§ BRIEF A
List every dash-marked point in the local authority inspection submission below.

Audit and inspection of local authorities - Communities and Local Government Committee Contents

Written evidence submitted by Vanguard Consulting

This submission is concerned only with oversight and inspection of local authority performance. I have no expertise in audit of expenditure but would consider it important that financial expenditure should be assured for probity.


—  Audit is not without value judgement.

—  The idea of "best practice" should be abandoned.

—  The "value for money" methodology has little to do with value for money.

—  "Better" is a more constructive lodestar.

—  Responsibility for innovation must be with the innovator.

—  Inspection of performance should be limited to one question.

—  Citizen redress should be given teeth.


Vanguard helps service organisations change from a "command-and-control" design to a "systems" design. The Vanguard Method enables managers to study their organisation as a system and on the basis of the knowledge gained, re-design their services to improve performance and drive out costs.

§ BRIEF B
Convert the entries below into a Markdown table with columns n and Line. Start at the line containing "Note: in this practice we tag every instance of the red", run through the last line of the entries, and include both ends.

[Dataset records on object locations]
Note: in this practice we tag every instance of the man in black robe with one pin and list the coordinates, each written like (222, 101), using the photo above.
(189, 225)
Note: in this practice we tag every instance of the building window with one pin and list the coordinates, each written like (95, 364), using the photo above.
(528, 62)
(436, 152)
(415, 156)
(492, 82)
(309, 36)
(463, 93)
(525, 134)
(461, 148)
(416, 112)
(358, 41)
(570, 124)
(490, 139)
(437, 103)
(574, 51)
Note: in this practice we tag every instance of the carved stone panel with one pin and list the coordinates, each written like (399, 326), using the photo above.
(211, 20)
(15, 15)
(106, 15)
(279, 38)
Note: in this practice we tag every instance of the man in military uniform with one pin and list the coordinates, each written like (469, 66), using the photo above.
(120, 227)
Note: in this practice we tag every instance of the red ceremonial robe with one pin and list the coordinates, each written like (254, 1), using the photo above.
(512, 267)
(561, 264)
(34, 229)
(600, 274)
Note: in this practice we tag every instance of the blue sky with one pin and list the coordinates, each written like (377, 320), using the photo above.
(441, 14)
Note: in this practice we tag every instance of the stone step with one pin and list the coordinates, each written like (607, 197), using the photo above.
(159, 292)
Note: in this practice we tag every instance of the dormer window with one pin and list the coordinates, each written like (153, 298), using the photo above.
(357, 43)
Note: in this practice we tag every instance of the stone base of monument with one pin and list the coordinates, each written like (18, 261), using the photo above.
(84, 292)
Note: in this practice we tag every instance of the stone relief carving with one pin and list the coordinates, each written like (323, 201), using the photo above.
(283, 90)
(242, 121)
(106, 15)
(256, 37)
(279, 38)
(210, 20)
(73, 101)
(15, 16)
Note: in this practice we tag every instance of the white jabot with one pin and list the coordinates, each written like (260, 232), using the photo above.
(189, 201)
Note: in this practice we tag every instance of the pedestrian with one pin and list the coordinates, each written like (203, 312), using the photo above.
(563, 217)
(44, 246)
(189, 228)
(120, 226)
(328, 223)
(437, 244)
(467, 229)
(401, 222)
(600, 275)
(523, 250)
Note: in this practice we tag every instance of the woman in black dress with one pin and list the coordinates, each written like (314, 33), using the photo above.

§ COMPLETE OUTPUT A
- Audit is not without value judgement.
- The idea of "best practice" should be abandoned.
- The "value for money" methodology has little to do with value for money.
- "Better" is a more constructive lodestar.
- Responsibility for innovation must be with the innovator.
- Inspection of performance should be limited to one question.
- Citizen redress should be given teeth.

§ COMPLETE OUTPUT B
| n | Line |
|---|---|
| 1 | Note: in this practice we tag every instance of the red ceremonial robe with one pin and list the coordinates, each written like (254, 1), using the photo above. |
| 2 | (512, 267) |
| 3 | (561, 264) |
| 4 | (34, 229) |
| 5 | (600, 274) |
| 6 | Note: in this practice we tag every instance of the blue sky with one pin and list the coordinates, each written like (377, 320), using the photo above. |
| 7 | (441, 14) |
| 8 | Note: in this practice we tag every instance of the stone step with one pin and list the coordinates, each written like (607, 197), using the photo above. |
| 9 | (159, 292) |
| 10 | Note: in this practice we tag every instance of the dormer window with one pin and list the coordinates, each written like (153, 298), using the photo above. |
| 11 | (357, 43) |
| 12 | Note: in this practice we tag every instance of the stone base of monument with one pin and list the coordinates, each written like (18, 261), using the photo above. |
| 13 | (84, 292) |
| 14 | Note: in this practice we tag every instance of the stone relief carving with one pin and list the coordinates, each written like (323, 201), using the photo above. |
| 15 | (283, 90) |
| 16 | (242, 121) |
| 17 | (106, 15) |
| 18 | (256, 37) |
| 19 | (279, 38) |
| 20 | (210, 20) |
| 21 | (73, 101) |
| 22 | (15, 16) |
| 23 | Note: in this practice we tag every instance of the white jabot with one pin and list the coordinates, each written like (260, 232), using the photo above. |
| 24 | (189, 201) |
| 25 | Note: in this practice we tag every instance of the pedestrian with one pin and list the coordinates, each written like (203, 312), using the photo above. |
| 26 | (563, 217) |
| 27 | (44, 246) |
| 28 | (189, 228) |
| 29 | (120, 226) |
| 30 | (328, 223) |
| 31 | (437, 244) |
| 32 | (467, 229) |
| 33 | (401, 222) |
| 34 | (600, 275) |
| 35 | (523, 250) |
| 36 | Note: in this practice we tag every instance of the woman in black dress with one pin and list the coordinates, each written like (314, 33), using the photo above. |